Given entries:
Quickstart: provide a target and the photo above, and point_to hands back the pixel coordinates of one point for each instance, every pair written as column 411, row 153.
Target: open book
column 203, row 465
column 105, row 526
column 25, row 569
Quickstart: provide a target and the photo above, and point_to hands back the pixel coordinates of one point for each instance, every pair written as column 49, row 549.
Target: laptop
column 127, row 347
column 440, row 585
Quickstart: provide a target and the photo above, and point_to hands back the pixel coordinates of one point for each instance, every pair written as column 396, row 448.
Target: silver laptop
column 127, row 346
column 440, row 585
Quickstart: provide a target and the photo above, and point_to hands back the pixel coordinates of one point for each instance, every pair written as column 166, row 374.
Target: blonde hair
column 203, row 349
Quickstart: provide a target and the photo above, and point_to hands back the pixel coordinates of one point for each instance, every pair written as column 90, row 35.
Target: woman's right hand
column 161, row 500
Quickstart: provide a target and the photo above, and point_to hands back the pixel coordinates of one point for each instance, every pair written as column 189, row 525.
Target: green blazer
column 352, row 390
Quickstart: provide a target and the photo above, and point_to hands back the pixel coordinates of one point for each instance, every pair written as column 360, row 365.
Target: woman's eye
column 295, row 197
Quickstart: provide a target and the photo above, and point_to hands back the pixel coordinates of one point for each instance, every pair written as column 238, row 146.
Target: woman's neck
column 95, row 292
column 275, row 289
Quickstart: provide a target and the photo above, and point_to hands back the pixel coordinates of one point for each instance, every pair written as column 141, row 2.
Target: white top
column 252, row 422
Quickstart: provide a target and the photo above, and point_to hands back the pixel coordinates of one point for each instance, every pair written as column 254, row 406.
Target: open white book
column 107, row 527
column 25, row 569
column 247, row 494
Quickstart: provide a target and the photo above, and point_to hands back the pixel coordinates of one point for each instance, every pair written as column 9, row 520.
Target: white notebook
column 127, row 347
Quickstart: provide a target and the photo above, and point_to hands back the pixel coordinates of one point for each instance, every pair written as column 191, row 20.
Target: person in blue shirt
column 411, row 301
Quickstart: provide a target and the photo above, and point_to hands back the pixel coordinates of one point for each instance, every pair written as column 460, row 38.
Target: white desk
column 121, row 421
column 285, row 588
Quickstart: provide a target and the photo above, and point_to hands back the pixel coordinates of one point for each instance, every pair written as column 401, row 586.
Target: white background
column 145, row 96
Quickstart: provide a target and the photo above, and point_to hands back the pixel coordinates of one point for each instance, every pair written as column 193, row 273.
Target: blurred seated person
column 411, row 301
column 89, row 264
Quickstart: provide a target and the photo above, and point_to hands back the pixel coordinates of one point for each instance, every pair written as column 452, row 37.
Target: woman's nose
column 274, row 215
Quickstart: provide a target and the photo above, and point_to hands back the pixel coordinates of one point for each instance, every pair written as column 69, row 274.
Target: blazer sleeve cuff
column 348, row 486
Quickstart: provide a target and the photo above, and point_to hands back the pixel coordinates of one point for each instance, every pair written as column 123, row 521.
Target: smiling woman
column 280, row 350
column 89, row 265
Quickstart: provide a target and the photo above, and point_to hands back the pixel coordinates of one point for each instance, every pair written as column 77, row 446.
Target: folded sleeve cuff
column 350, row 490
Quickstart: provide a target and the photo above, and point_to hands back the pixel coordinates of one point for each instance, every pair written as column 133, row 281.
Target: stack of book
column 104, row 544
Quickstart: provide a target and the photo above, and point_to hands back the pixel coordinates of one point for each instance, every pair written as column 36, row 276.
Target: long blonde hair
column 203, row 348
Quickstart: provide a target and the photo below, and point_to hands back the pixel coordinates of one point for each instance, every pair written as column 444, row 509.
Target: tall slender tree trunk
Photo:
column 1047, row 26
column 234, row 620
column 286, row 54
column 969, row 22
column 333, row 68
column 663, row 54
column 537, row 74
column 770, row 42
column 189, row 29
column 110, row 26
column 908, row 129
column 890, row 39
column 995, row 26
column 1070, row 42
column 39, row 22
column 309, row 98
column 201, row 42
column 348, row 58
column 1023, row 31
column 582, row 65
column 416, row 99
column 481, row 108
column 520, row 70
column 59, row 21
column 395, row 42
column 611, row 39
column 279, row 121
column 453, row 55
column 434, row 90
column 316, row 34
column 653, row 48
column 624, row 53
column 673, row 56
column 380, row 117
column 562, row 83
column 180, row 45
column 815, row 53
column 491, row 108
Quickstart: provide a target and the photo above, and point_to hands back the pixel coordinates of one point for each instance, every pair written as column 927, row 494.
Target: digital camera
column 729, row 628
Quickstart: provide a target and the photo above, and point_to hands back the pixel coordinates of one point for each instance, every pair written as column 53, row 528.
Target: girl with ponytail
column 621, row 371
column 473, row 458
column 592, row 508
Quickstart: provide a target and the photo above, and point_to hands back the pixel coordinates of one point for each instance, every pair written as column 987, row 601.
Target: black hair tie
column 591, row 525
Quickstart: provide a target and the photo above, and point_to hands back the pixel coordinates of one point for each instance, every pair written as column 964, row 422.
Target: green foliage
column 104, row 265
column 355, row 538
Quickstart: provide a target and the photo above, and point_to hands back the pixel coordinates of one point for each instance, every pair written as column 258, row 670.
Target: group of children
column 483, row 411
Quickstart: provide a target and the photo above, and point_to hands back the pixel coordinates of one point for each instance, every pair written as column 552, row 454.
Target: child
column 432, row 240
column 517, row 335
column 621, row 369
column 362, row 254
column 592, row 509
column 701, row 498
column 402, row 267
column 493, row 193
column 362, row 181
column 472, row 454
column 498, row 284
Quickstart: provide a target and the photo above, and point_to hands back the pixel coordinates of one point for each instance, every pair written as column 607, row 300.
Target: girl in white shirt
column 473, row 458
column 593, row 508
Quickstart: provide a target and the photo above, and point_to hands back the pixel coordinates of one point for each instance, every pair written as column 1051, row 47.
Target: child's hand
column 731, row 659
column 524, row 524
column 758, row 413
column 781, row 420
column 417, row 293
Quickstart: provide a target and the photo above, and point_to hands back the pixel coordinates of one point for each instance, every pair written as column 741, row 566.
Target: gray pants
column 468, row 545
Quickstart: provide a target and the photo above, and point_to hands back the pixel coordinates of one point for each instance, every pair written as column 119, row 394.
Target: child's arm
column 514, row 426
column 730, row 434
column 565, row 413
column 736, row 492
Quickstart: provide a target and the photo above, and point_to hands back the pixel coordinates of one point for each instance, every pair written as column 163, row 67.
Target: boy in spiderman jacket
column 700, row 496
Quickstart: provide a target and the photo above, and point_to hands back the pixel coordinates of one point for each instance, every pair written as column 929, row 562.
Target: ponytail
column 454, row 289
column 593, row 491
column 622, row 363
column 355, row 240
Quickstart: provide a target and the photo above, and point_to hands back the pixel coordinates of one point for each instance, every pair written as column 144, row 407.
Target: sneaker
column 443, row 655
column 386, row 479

Directions:
Word for word, restate the listing above from its first line to the line with "90, row 35.", keeping both.

Exercise response:
Quickstart: provide a target and the photo above, and point_to hands back the pixel coordinates of one point for each instance, every pair written as column 411, row 153.
Target: open book
column 203, row 465
column 105, row 526
column 25, row 569
Quickstart: provide a target and the photo above, and point_to hands back the pixel coordinates of one point for each instance, every pair written as column 49, row 549.
Target: laptop
column 127, row 347
column 440, row 585
Quickstart: provide a target and the photo above, and point_to hands back the pixel coordinates of one point for each instance, every pair written as column 396, row 448.
Target: silver laptop
column 127, row 346
column 440, row 585
Quickstart: provide a target and the photo above, and point_to hands back the pixel coordinates of one point for each instance, every pair written as column 166, row 374.
Target: blonde hair
column 203, row 349
Quickstart: provide a target and the photo above, and point_to hands back the pixel coordinates of one point for each instance, every pair written as column 90, row 35.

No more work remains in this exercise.